■ **Work to be completed**:
Reproduce everything from the line containing "Tag the white bollard" down to the line containing "<point>67,294</point>", switching "parked car" to "stationary car" and leaving all else unchanged.

■ **Information provided**:
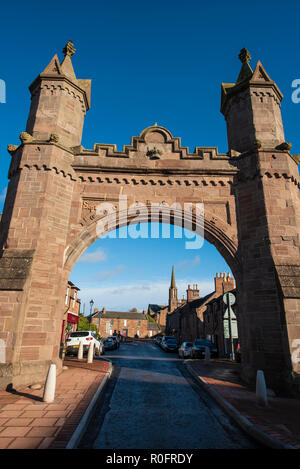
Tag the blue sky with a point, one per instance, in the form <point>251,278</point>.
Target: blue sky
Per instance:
<point>149,62</point>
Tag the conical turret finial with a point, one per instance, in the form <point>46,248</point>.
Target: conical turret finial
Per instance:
<point>173,284</point>
<point>69,49</point>
<point>246,71</point>
<point>244,56</point>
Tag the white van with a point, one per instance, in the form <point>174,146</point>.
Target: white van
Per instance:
<point>87,337</point>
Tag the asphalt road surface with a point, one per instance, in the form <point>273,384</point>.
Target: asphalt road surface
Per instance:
<point>152,402</point>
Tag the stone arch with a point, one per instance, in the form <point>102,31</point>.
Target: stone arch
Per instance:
<point>215,231</point>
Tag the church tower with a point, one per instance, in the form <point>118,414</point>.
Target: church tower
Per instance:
<point>173,301</point>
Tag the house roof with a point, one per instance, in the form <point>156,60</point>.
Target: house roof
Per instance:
<point>156,308</point>
<point>152,326</point>
<point>121,315</point>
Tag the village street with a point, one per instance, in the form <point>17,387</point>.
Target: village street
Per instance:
<point>152,402</point>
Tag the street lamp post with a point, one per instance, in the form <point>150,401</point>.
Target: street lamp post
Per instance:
<point>91,304</point>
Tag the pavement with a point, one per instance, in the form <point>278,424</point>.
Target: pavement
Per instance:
<point>26,422</point>
<point>276,425</point>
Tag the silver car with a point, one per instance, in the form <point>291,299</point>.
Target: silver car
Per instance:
<point>185,350</point>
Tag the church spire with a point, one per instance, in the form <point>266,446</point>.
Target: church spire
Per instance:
<point>246,71</point>
<point>66,65</point>
<point>173,301</point>
<point>173,284</point>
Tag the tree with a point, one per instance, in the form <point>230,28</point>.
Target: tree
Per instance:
<point>84,325</point>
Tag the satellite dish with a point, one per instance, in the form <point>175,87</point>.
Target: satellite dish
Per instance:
<point>229,299</point>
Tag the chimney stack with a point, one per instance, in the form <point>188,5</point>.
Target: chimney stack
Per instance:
<point>189,293</point>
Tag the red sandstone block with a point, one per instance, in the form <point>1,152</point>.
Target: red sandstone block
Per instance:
<point>4,442</point>
<point>14,431</point>
<point>10,414</point>
<point>46,443</point>
<point>25,443</point>
<point>20,422</point>
<point>43,431</point>
<point>55,413</point>
<point>43,422</point>
<point>33,414</point>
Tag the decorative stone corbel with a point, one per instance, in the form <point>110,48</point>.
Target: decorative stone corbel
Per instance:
<point>54,138</point>
<point>154,153</point>
<point>11,149</point>
<point>257,144</point>
<point>25,137</point>
<point>284,146</point>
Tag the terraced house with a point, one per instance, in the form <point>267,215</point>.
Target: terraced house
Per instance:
<point>128,323</point>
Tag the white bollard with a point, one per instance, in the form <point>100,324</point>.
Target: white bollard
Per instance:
<point>49,389</point>
<point>207,355</point>
<point>90,353</point>
<point>80,350</point>
<point>261,389</point>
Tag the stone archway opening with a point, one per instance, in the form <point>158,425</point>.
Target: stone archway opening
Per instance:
<point>250,195</point>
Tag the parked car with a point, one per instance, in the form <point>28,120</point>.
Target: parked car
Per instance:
<point>158,340</point>
<point>238,353</point>
<point>169,344</point>
<point>185,349</point>
<point>87,337</point>
<point>116,339</point>
<point>198,348</point>
<point>109,343</point>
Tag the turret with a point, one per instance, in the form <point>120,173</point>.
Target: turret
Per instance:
<point>59,102</point>
<point>173,301</point>
<point>251,107</point>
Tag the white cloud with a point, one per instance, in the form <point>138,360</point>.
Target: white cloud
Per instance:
<point>93,257</point>
<point>106,274</point>
<point>3,194</point>
<point>187,263</point>
<point>126,296</point>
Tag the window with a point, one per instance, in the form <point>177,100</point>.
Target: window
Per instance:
<point>67,294</point>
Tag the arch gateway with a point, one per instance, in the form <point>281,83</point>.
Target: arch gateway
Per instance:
<point>251,215</point>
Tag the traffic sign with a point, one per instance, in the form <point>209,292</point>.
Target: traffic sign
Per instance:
<point>229,298</point>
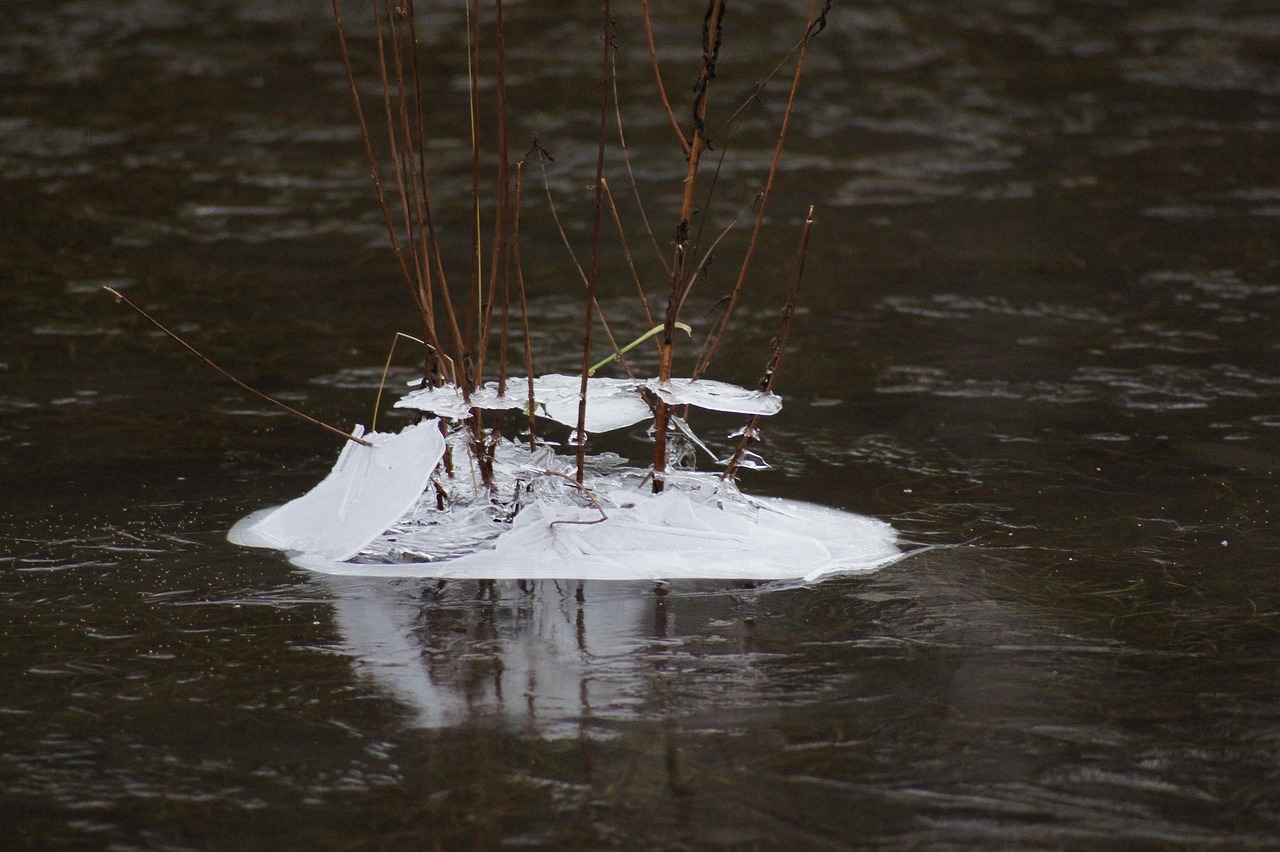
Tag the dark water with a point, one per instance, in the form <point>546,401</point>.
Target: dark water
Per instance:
<point>1041,334</point>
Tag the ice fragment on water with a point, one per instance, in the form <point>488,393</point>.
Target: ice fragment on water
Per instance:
<point>716,395</point>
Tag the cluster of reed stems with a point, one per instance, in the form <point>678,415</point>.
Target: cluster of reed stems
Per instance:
<point>465,329</point>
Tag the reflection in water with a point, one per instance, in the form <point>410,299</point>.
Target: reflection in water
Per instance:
<point>539,655</point>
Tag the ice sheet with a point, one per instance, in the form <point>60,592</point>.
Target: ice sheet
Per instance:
<point>667,536</point>
<point>368,490</point>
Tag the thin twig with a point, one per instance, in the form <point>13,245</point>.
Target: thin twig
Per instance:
<point>192,349</point>
<point>590,495</point>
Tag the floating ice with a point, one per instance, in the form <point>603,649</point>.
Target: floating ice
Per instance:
<point>611,403</point>
<point>370,517</point>
<point>368,490</point>
<point>716,395</point>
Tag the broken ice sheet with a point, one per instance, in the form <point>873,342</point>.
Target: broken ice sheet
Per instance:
<point>716,395</point>
<point>611,403</point>
<point>368,490</point>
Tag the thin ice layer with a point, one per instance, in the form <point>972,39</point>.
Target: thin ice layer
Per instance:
<point>368,490</point>
<point>673,535</point>
<point>611,403</point>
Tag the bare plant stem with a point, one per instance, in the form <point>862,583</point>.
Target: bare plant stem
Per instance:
<point>810,30</point>
<point>679,280</point>
<point>524,311</point>
<point>780,343</point>
<point>120,297</point>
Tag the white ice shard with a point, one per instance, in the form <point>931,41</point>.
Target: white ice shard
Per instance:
<point>611,403</point>
<point>530,521</point>
<point>369,489</point>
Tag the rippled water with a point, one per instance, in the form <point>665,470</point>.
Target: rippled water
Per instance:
<point>1040,335</point>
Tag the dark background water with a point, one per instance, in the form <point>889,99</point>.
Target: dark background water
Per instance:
<point>1040,333</point>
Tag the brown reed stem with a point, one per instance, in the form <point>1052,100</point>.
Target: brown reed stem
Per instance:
<point>626,252</point>
<point>524,310</point>
<point>657,77</point>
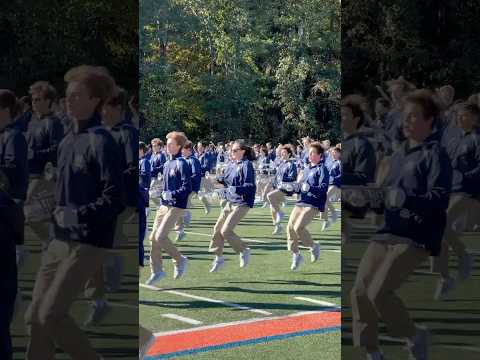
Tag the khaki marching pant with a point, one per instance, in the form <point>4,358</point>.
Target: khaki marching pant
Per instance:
<point>462,215</point>
<point>127,223</point>
<point>230,217</point>
<point>297,227</point>
<point>165,220</point>
<point>384,268</point>
<point>40,194</point>
<point>65,269</point>
<point>179,223</point>
<point>333,191</point>
<point>275,198</point>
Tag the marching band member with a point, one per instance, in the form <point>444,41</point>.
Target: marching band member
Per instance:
<point>335,172</point>
<point>313,189</point>
<point>89,195</point>
<point>206,167</point>
<point>417,190</point>
<point>196,171</point>
<point>239,180</point>
<point>177,187</point>
<point>286,175</point>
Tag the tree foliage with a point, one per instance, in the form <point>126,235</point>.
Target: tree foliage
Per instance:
<point>260,70</point>
<point>40,40</point>
<point>431,42</point>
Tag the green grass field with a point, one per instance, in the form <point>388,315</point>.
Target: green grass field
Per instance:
<point>267,284</point>
<point>117,336</point>
<point>454,322</point>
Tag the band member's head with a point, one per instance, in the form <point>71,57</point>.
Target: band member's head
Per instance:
<point>200,147</point>
<point>382,107</point>
<point>306,142</point>
<point>326,144</point>
<point>419,113</point>
<point>142,149</point>
<point>286,152</point>
<point>187,149</point>
<point>9,107</point>
<point>264,150</point>
<point>88,88</point>
<point>241,150</point>
<point>315,152</point>
<point>352,116</point>
<point>157,145</point>
<point>468,117</point>
<point>336,152</point>
<point>175,142</point>
<point>43,96</point>
<point>113,110</point>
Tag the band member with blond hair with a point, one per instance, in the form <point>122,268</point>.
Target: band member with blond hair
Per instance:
<point>177,187</point>
<point>88,199</point>
<point>194,163</point>
<point>239,181</point>
<point>416,201</point>
<point>313,189</point>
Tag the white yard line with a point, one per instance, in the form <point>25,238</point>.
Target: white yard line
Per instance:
<point>241,322</point>
<point>466,348</point>
<point>314,301</point>
<point>201,298</point>
<point>182,319</point>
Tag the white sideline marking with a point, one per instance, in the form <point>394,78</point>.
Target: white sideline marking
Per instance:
<point>200,328</point>
<point>201,298</point>
<point>467,348</point>
<point>182,319</point>
<point>319,302</point>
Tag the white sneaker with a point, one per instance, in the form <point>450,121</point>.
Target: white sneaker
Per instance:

■ **Output**:
Tag the white bollard with a point, one per instance, in the form <point>100,324</point>.
Target: white bollard
Per instance:
<point>49,389</point>
<point>207,355</point>
<point>90,353</point>
<point>80,350</point>
<point>261,389</point>
Tag the stone archway opening with a point, one per instance, in the form <point>158,425</point>.
Target: stone archway opening
Per instance:
<point>250,195</point>
Tag the stationary car with a point, one per instance, in the form <point>28,120</point>.
Target: stationary car
Per instance:
<point>158,340</point>
<point>238,353</point>
<point>169,344</point>
<point>185,349</point>
<point>87,337</point>
<point>116,339</point>
<point>198,348</point>
<point>109,343</point>
Tag the turret with a point, one per instance, in the form <point>120,173</point>.
Target: turret
Per instance:
<point>59,102</point>
<point>173,301</point>
<point>251,107</point>
Tag the white cloud with a point, one per instance, in the form <point>138,360</point>.
Target: white cloud
Per instance:
<point>93,257</point>
<point>106,274</point>
<point>3,194</point>
<point>187,263</point>
<point>126,296</point>
Tag the window with a point, one per instance, in the form <point>177,100</point>.
Target: window
Per instance:
<point>67,294</point>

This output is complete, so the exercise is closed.